» **Activity**: Without the pictures, output the records below exactly as they are.

[Stored data entries]
——————
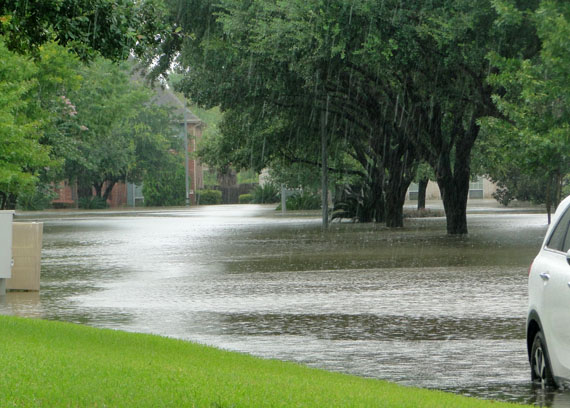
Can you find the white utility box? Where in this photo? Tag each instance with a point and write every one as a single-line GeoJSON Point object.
{"type": "Point", "coordinates": [27, 255]}
{"type": "Point", "coordinates": [6, 218]}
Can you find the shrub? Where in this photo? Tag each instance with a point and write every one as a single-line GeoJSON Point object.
{"type": "Point", "coordinates": [266, 194]}
{"type": "Point", "coordinates": [208, 197]}
{"type": "Point", "coordinates": [245, 198]}
{"type": "Point", "coordinates": [92, 203]}
{"type": "Point", "coordinates": [39, 199]}
{"type": "Point", "coordinates": [304, 201]}
{"type": "Point", "coordinates": [165, 188]}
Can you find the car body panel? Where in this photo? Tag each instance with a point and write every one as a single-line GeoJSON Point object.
{"type": "Point", "coordinates": [549, 299]}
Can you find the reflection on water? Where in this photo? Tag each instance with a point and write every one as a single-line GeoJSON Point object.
{"type": "Point", "coordinates": [412, 305]}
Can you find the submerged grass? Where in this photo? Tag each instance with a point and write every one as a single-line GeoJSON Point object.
{"type": "Point", "coordinates": [55, 364]}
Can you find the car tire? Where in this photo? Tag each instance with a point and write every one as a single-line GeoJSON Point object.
{"type": "Point", "coordinates": [541, 372]}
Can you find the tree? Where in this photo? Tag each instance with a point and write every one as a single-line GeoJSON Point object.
{"type": "Point", "coordinates": [398, 81]}
{"type": "Point", "coordinates": [111, 28]}
{"type": "Point", "coordinates": [21, 154]}
{"type": "Point", "coordinates": [120, 136]}
{"type": "Point", "coordinates": [533, 95]}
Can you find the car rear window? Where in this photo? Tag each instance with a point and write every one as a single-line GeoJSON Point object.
{"type": "Point", "coordinates": [560, 238]}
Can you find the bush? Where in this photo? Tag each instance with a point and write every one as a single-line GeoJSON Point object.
{"type": "Point", "coordinates": [92, 203]}
{"type": "Point", "coordinates": [39, 199]}
{"type": "Point", "coordinates": [266, 194]}
{"type": "Point", "coordinates": [245, 198]}
{"type": "Point", "coordinates": [208, 197]}
{"type": "Point", "coordinates": [165, 188]}
{"type": "Point", "coordinates": [304, 201]}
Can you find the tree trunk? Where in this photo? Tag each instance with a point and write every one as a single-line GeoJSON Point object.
{"type": "Point", "coordinates": [98, 189]}
{"type": "Point", "coordinates": [373, 204]}
{"type": "Point", "coordinates": [324, 169]}
{"type": "Point", "coordinates": [395, 207]}
{"type": "Point", "coordinates": [108, 189]}
{"type": "Point", "coordinates": [422, 188]}
{"type": "Point", "coordinates": [455, 205]}
{"type": "Point", "coordinates": [548, 199]}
——————
» **Response**:
Can you find the white utility box? Where in this photo? Tag each instance with a point and write every one as a single-line GeoJSON Point object.
{"type": "Point", "coordinates": [27, 255]}
{"type": "Point", "coordinates": [6, 218]}
Can you find the shrub? Where in this photo? Tag each instance with a point and write every one as a single-line GeoJSON Point object.
{"type": "Point", "coordinates": [266, 194]}
{"type": "Point", "coordinates": [208, 197]}
{"type": "Point", "coordinates": [245, 198]}
{"type": "Point", "coordinates": [92, 203]}
{"type": "Point", "coordinates": [39, 199]}
{"type": "Point", "coordinates": [304, 201]}
{"type": "Point", "coordinates": [165, 188]}
Can you find the car body panel? Where in this photo? Tag each instance with a point and write every one as a single-line GeoJSON Point object.
{"type": "Point", "coordinates": [549, 299]}
Can you find the reflection on water? Where in this photo? Tag each instance with a point and write every one as a single-line GeoJSON Point object.
{"type": "Point", "coordinates": [412, 305]}
Can you find the submerged grass? Where in this photo? Tag each instance with a point and write every one as a single-line GeoJSON Point object.
{"type": "Point", "coordinates": [55, 364]}
Can you find the car tire? Where in this photo? Tag each instance with a point and write every one as a single-line GeoJSON Point object.
{"type": "Point", "coordinates": [541, 372]}
Can you find the tree? Where in this photo? Tag each instance with a point and write every one as a single-line GeoJSON Point object.
{"type": "Point", "coordinates": [398, 81]}
{"type": "Point", "coordinates": [111, 28]}
{"type": "Point", "coordinates": [21, 154]}
{"type": "Point", "coordinates": [120, 136]}
{"type": "Point", "coordinates": [533, 95]}
Can you find the car rear window? Where in this photo? Tag each instance with a point and write every one as a single-line GeoJSON Point object.
{"type": "Point", "coordinates": [560, 238]}
Can you find the bush? Where in this photo? Tag each instance with a point and write every one as a single-line GeoJSON Point object.
{"type": "Point", "coordinates": [92, 203]}
{"type": "Point", "coordinates": [39, 199]}
{"type": "Point", "coordinates": [266, 194]}
{"type": "Point", "coordinates": [245, 198]}
{"type": "Point", "coordinates": [208, 197]}
{"type": "Point", "coordinates": [165, 188]}
{"type": "Point", "coordinates": [304, 201]}
Can you find the tree trunk? Where in this photo? Tag each instance with a point and write every one as a single-line GeoJSON Point object.
{"type": "Point", "coordinates": [98, 189]}
{"type": "Point", "coordinates": [373, 204]}
{"type": "Point", "coordinates": [324, 169]}
{"type": "Point", "coordinates": [395, 207]}
{"type": "Point", "coordinates": [108, 189]}
{"type": "Point", "coordinates": [422, 188]}
{"type": "Point", "coordinates": [455, 205]}
{"type": "Point", "coordinates": [548, 199]}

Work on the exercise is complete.